Raw data:
▼▼▼

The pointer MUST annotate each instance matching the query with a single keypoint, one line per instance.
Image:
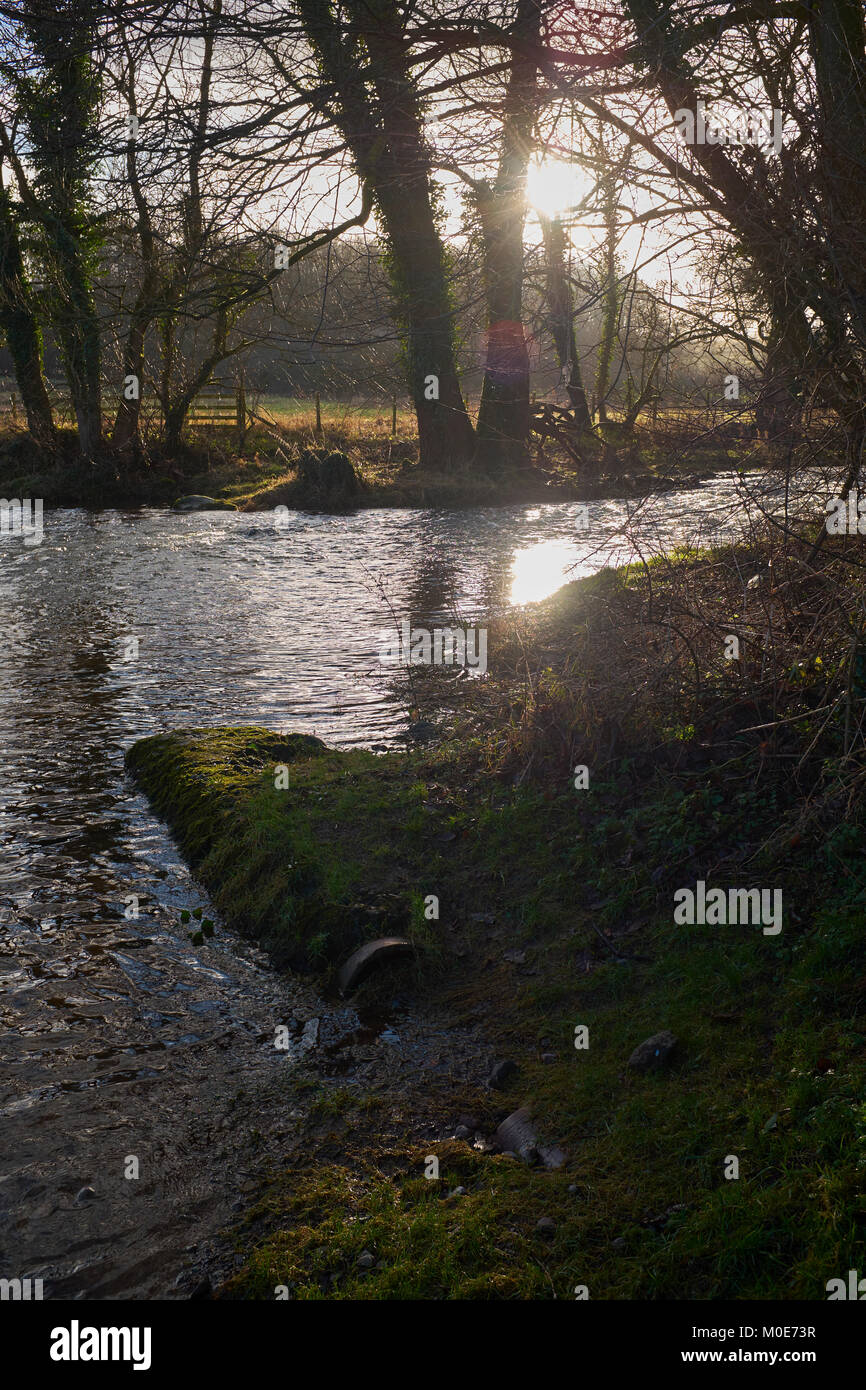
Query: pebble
(654, 1052)
(501, 1075)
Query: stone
(501, 1075)
(328, 477)
(367, 957)
(552, 1157)
(199, 503)
(654, 1052)
(517, 1136)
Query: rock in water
(501, 1075)
(376, 952)
(328, 477)
(200, 503)
(654, 1052)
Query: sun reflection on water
(542, 569)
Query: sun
(553, 186)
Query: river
(120, 1040)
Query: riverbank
(266, 474)
(556, 913)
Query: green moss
(285, 863)
(772, 1059)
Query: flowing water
(120, 1040)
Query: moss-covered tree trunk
(503, 416)
(59, 100)
(21, 328)
(560, 307)
(374, 103)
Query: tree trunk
(503, 416)
(376, 106)
(18, 323)
(560, 305)
(610, 307)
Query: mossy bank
(555, 912)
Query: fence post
(241, 412)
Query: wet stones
(195, 502)
(516, 1136)
(328, 477)
(370, 957)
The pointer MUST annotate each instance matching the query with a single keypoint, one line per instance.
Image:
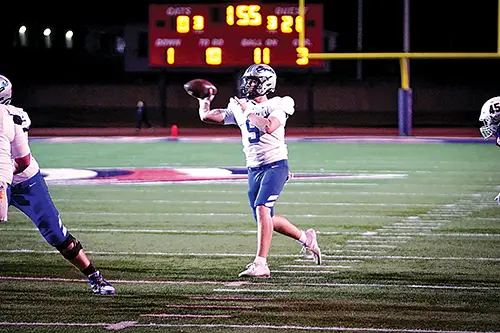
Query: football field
(409, 231)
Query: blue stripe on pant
(265, 184)
(32, 197)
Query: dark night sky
(436, 25)
(443, 25)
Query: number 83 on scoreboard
(233, 35)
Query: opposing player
(490, 116)
(262, 123)
(30, 194)
(8, 167)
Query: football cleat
(254, 269)
(99, 285)
(311, 245)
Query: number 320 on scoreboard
(216, 35)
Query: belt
(269, 165)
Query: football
(200, 88)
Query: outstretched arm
(207, 115)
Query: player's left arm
(20, 150)
(267, 125)
(282, 110)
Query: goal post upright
(404, 100)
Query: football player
(490, 116)
(30, 194)
(262, 123)
(8, 166)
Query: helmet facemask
(490, 127)
(5, 90)
(254, 86)
(258, 80)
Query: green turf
(415, 253)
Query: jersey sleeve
(229, 118)
(20, 146)
(280, 114)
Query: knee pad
(70, 254)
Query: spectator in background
(142, 116)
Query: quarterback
(262, 123)
(490, 116)
(30, 194)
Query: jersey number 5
(254, 133)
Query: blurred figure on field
(490, 116)
(30, 194)
(142, 116)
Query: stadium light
(23, 40)
(48, 41)
(69, 39)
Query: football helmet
(258, 80)
(5, 90)
(490, 116)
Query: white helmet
(258, 80)
(490, 116)
(5, 90)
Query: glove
(238, 106)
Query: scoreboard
(234, 35)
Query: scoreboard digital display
(234, 35)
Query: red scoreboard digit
(233, 35)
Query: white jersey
(20, 147)
(8, 133)
(259, 147)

▲▲▲

Pick up at the line containing "Query: fence post" and copy each line exactly until the data ends, including that last line; copy no pictures.

Problem solution:
Query: fence post
(241, 412)
Query: wet stones
(195, 502)
(516, 1136)
(328, 477)
(370, 957)
The pointer MUST annotate each instance matching the query with a single keypoint, one line per instance.
Image:
Query: football field
(409, 231)
Query: blue stripe on pant
(265, 184)
(32, 197)
Query: dark night sky
(436, 25)
(443, 25)
Query: number 83 on scoreboard
(233, 35)
Query: opposing player
(490, 116)
(262, 123)
(30, 194)
(8, 167)
Query: football cleat
(254, 269)
(99, 285)
(311, 245)
Query: number 320 on scoreboard
(216, 35)
Query: belt
(269, 165)
Query: football
(200, 88)
Query: outstretched arm
(207, 115)
Query: player's left arm
(20, 150)
(267, 125)
(282, 110)
Query: goal post upright
(404, 100)
Query: football player
(490, 116)
(30, 194)
(262, 123)
(8, 166)
Query: helmet facemask
(490, 127)
(5, 90)
(254, 86)
(258, 80)
Query: green turf
(415, 253)
Query: jersey sleeve
(229, 118)
(20, 146)
(280, 114)
Query: knee pad
(70, 254)
Query: spectator in background
(142, 116)
Query: quarterback
(262, 123)
(490, 116)
(30, 194)
Query: jersey number 5
(254, 133)
Query: blurred figure on field
(490, 116)
(30, 194)
(142, 116)
Query: stadium light
(23, 40)
(48, 41)
(69, 39)
Query: football helmet
(258, 80)
(5, 90)
(490, 116)
Query: white helmet
(258, 80)
(490, 116)
(5, 90)
Query: glove
(238, 106)
Query: scoreboard
(234, 35)
Query: scoreboard digital display
(234, 35)
Query: red scoreboard digit
(233, 35)
Query: white jersey
(20, 147)
(8, 133)
(259, 147)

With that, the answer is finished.